Short exercise - Copy verbatim every line of the material from the one containing "Return the mask of every instance of the sidewalk" through the last line, both ends included.

------------------------------------

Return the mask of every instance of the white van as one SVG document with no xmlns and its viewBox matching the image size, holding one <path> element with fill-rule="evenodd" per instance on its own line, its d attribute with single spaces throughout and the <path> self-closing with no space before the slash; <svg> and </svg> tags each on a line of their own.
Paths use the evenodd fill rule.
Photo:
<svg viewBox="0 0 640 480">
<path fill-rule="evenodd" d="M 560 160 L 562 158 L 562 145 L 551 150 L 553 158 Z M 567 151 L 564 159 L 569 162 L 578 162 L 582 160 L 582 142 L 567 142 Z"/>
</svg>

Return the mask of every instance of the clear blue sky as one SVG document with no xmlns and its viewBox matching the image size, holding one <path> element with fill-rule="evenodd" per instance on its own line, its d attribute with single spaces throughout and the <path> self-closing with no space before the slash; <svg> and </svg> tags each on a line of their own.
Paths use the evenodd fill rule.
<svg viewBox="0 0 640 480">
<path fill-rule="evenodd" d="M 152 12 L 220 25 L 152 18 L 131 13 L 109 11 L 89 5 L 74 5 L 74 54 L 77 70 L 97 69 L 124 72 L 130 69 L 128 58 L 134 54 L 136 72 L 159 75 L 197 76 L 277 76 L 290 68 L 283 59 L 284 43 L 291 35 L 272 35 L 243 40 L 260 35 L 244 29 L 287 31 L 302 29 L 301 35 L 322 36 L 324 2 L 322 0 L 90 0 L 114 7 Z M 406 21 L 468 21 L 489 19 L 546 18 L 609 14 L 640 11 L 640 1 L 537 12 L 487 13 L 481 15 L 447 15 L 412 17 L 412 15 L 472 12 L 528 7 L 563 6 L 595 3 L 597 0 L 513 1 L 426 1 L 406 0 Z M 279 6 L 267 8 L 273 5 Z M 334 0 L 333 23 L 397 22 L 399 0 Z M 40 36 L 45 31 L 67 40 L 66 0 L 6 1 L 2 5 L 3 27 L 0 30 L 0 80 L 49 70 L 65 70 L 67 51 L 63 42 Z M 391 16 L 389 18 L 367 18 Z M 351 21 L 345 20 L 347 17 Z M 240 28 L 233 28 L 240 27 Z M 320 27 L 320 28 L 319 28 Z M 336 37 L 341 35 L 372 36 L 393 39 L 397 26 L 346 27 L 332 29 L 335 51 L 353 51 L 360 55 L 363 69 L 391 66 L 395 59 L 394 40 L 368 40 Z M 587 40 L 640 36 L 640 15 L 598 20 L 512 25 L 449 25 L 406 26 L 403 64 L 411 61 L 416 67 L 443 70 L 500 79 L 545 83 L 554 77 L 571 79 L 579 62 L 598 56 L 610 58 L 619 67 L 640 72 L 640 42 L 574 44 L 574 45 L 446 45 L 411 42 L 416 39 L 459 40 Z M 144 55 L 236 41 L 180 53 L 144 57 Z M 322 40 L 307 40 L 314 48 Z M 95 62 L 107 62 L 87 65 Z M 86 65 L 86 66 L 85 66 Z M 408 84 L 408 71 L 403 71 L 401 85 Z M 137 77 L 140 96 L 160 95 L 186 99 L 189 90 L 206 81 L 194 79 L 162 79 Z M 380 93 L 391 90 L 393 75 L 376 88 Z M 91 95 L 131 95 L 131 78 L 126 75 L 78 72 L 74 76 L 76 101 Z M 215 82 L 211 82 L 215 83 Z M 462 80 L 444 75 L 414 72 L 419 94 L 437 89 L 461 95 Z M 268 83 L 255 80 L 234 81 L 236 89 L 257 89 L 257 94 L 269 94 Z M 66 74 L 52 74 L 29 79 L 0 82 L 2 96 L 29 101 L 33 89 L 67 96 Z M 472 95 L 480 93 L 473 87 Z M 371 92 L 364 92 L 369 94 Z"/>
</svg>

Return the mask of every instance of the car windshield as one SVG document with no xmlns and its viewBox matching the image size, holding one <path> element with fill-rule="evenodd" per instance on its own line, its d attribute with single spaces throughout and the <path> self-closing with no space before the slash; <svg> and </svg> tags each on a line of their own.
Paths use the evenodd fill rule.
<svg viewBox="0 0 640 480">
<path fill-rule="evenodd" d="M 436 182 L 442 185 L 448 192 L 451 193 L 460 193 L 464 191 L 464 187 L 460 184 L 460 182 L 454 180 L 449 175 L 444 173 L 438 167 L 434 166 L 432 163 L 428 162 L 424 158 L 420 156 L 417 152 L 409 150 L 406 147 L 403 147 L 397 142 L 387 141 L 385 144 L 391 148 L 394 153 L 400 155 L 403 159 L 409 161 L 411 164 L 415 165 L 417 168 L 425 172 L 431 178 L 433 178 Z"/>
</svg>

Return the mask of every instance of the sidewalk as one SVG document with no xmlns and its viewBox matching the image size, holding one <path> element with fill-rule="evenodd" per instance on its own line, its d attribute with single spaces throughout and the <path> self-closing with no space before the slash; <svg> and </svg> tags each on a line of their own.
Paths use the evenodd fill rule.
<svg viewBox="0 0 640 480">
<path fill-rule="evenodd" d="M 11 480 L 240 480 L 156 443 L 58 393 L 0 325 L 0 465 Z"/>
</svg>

------------------------------------

Solution below -
Return the mask of every instance of the sidewalk as one SVG document with no xmlns and its viewBox matching the image size, holding one <path> element with fill-rule="evenodd" per instance on its own line, its d attribute with single spaces throughout and the <path> self-closing with no space before the slash; <svg> and </svg> tags each on a line of their own.
Paths use the evenodd fill rule.
<svg viewBox="0 0 640 480">
<path fill-rule="evenodd" d="M 11 480 L 240 480 L 156 443 L 58 393 L 0 325 L 0 465 Z"/>
</svg>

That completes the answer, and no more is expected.